** Brief **
Copy each of the items below word for word, leaving the pictures out.

** Supplied records **
------------------------------------
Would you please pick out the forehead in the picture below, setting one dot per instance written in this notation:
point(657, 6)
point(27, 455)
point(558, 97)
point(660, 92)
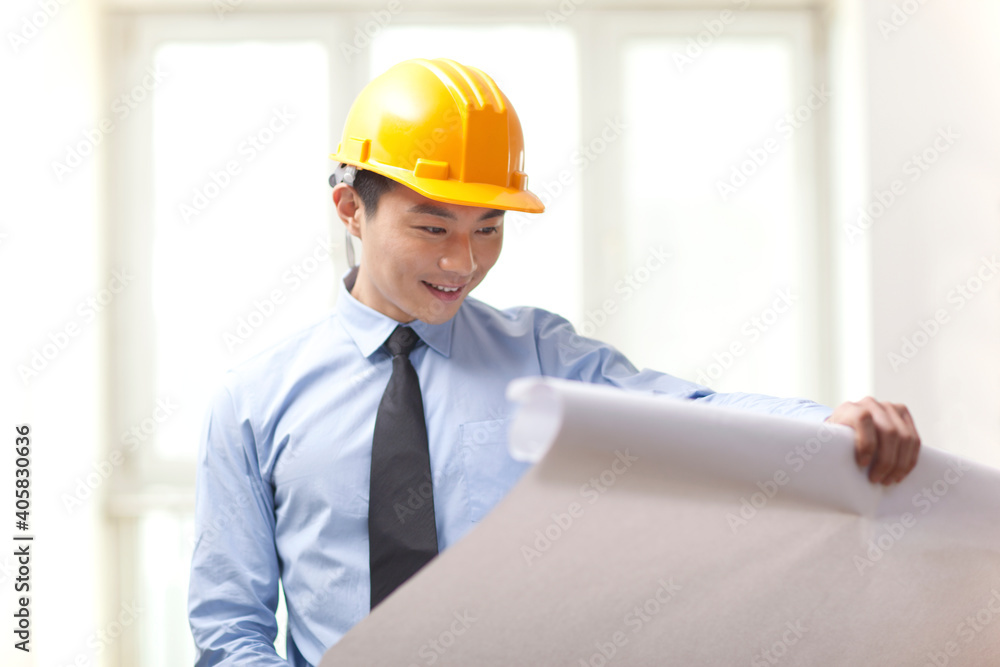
------------------------------------
** Exercise result **
Would you please pick out the forehead in the picture below, setting one dot per instance written in this notation:
point(657, 6)
point(27, 455)
point(558, 97)
point(660, 92)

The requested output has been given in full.